* DATA ROWS:
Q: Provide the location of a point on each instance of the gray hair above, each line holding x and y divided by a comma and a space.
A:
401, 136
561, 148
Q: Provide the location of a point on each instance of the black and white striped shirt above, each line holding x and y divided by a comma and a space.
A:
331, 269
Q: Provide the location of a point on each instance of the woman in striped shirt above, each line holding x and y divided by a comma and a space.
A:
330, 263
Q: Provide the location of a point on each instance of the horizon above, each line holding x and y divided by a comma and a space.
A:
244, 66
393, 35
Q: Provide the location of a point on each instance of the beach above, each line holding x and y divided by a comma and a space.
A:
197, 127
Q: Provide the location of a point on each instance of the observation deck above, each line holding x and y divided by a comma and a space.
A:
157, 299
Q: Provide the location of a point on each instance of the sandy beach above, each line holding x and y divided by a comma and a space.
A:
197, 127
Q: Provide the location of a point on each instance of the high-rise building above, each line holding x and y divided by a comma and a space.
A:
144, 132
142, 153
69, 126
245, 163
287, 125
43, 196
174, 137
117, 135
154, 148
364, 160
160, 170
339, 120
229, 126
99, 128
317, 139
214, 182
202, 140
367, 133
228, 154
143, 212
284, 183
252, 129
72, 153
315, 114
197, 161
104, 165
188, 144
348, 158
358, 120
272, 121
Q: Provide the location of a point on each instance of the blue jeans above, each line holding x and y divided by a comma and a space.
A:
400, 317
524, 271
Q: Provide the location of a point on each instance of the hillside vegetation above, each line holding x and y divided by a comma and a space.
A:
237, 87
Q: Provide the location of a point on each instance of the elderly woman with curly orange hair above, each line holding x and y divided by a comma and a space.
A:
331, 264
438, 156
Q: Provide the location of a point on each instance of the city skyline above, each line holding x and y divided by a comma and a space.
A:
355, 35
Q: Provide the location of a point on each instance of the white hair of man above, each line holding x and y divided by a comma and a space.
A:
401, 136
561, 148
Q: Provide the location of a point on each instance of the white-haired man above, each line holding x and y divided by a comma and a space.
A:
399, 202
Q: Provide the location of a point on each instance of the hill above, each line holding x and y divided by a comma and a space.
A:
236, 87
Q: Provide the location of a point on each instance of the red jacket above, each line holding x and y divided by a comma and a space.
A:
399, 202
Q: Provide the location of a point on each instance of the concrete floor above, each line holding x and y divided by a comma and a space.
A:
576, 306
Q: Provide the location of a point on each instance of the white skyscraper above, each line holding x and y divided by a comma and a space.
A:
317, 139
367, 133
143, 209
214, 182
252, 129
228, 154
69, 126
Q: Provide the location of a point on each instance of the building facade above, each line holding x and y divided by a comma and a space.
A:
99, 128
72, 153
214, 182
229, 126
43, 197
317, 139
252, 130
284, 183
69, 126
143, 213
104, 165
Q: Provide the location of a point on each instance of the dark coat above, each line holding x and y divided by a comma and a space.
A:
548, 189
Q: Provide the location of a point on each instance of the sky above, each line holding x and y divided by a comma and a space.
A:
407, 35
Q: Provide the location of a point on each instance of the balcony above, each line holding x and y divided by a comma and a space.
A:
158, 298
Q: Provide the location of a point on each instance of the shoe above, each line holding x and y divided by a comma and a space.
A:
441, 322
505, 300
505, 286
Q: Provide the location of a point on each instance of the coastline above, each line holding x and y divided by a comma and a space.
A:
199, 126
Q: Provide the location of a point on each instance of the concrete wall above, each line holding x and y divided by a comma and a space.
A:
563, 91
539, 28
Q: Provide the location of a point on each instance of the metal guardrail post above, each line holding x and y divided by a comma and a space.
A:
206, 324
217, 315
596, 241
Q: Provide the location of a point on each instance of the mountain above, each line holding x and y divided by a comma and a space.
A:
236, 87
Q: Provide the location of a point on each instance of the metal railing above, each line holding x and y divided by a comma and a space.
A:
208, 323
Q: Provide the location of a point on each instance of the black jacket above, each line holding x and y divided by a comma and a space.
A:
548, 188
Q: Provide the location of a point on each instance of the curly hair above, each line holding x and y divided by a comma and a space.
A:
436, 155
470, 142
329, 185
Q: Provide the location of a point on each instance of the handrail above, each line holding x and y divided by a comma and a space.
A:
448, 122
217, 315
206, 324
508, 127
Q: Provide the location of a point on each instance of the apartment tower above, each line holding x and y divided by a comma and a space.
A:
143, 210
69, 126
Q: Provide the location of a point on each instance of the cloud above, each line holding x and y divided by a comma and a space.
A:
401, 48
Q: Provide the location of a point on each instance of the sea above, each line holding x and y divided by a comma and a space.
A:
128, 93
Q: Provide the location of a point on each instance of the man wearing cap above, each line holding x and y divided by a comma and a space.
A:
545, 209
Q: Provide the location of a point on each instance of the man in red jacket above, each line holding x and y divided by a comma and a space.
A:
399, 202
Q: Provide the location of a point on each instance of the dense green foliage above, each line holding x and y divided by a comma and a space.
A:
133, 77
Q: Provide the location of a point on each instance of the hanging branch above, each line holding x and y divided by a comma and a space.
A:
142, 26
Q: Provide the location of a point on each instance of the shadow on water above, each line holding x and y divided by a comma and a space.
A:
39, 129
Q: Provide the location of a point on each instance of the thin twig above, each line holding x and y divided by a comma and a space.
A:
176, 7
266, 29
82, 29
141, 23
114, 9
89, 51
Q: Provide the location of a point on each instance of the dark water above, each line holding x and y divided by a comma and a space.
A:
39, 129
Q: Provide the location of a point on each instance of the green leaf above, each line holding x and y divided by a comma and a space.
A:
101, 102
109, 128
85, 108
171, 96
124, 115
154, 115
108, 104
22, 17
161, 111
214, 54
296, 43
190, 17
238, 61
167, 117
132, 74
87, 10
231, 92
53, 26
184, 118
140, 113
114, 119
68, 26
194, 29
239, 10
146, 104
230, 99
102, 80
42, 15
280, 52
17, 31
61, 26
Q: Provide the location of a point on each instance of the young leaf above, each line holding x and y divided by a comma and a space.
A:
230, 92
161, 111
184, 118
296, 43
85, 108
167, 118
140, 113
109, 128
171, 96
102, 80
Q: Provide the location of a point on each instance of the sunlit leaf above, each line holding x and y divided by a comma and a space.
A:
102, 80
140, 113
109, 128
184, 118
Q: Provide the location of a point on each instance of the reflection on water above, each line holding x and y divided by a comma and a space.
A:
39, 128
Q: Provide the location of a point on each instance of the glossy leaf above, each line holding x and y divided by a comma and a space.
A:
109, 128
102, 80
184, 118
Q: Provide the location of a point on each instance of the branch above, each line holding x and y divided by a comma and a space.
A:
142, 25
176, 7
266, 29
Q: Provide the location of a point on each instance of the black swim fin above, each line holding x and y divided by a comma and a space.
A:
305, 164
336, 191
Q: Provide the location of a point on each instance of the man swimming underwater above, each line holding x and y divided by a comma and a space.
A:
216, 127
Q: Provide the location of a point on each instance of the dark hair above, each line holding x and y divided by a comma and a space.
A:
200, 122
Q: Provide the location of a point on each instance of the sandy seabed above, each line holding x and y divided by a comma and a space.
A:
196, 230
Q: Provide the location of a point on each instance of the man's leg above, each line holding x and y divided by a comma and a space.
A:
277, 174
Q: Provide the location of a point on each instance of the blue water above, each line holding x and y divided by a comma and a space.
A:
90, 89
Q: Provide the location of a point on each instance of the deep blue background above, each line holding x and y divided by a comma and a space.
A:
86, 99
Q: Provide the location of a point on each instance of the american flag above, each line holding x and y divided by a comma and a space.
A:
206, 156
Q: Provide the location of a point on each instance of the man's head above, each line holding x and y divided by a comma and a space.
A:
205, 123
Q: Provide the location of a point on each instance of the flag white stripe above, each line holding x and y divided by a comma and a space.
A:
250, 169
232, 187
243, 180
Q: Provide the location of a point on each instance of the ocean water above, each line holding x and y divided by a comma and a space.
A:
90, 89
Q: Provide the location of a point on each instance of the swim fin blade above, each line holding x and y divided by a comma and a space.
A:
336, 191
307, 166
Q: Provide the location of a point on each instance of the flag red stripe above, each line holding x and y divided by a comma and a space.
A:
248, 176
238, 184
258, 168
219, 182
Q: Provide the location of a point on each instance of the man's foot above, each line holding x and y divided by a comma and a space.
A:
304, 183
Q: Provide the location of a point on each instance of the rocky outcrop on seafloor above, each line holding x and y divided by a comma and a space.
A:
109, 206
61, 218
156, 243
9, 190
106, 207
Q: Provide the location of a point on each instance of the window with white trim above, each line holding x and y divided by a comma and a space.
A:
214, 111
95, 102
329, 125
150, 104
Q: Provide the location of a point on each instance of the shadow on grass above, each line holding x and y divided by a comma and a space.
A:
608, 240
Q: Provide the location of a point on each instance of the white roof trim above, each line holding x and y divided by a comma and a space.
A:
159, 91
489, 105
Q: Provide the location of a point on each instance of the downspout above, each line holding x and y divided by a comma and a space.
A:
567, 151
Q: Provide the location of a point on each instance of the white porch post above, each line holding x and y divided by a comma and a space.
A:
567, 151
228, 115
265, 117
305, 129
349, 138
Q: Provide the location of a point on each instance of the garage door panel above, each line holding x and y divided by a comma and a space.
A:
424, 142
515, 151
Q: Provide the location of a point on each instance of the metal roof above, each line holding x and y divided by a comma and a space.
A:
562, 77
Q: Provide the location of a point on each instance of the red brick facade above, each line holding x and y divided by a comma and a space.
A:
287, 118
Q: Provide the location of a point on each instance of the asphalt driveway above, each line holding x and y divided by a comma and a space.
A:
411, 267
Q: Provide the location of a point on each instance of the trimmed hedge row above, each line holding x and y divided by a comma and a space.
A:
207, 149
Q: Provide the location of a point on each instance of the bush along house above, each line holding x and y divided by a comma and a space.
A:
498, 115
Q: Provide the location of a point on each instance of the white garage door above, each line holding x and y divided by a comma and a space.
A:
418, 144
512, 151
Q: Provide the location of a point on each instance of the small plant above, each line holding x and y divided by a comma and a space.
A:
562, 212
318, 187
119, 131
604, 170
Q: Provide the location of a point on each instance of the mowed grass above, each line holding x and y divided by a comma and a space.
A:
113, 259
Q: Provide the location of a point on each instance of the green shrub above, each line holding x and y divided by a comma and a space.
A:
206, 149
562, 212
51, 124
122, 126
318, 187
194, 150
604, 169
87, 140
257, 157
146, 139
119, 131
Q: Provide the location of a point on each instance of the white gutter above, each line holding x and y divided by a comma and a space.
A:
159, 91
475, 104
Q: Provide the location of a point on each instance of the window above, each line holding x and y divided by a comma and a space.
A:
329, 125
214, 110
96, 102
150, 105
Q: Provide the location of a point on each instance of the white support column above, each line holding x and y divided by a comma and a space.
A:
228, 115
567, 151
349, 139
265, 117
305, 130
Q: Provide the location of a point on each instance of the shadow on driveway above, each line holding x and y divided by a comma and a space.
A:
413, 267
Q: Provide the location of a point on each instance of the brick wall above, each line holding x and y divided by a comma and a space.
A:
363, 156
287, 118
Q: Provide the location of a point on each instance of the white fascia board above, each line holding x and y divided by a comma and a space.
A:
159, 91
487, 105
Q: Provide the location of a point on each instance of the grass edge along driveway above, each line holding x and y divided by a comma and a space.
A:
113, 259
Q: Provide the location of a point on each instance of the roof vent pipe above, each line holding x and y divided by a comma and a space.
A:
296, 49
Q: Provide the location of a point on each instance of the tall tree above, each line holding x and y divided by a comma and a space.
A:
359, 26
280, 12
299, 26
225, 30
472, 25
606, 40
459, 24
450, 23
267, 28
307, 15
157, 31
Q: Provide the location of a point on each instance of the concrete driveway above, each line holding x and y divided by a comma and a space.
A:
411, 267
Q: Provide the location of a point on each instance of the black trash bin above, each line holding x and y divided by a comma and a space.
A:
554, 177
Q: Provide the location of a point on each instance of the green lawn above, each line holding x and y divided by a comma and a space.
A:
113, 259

* WORK TO COMPLETE: Copy the data word for word, starting at the line that contains "of the brick" and ending with the last line of the data.

* EXPECTED ANSWER:
Q: Provide the location of a point on each instance of the brick wall above, each line holding x and y divided by a comma and a space.
A:
363, 156
287, 118
Q: Provide the location of a point on each instance of the white fascia board above, each line holding x and y divided by a comma and a space.
A:
159, 91
487, 105
Q: Provide the location of a point on each instance of the grass edge along driveway above, each line holding x and y divided by a comma and a space.
A:
113, 259
Q: Provide the location of a point on each instance of the roof vent pipe above, each line holding x and y divided by a comma and a space.
A:
296, 49
Q: Provide the location of a point on each instance of the tall tree above, each line holding x and y divided by a comma and a space.
A:
359, 26
280, 12
299, 26
225, 30
472, 25
606, 40
459, 24
450, 23
267, 28
307, 15
157, 31
Q: Provide the location of a point on each instance of the concrete driveway above, each line holding x and y divided by a comma and a space.
A:
411, 267
Q: Provide the location of a point on each instance of the black trash bin above, each line holding x and y divided by a comma and a space.
A:
554, 177
Q: Provide the location of a point on each instance of the green lawn above, each line holding x and y divided by a comma and a space.
A:
113, 259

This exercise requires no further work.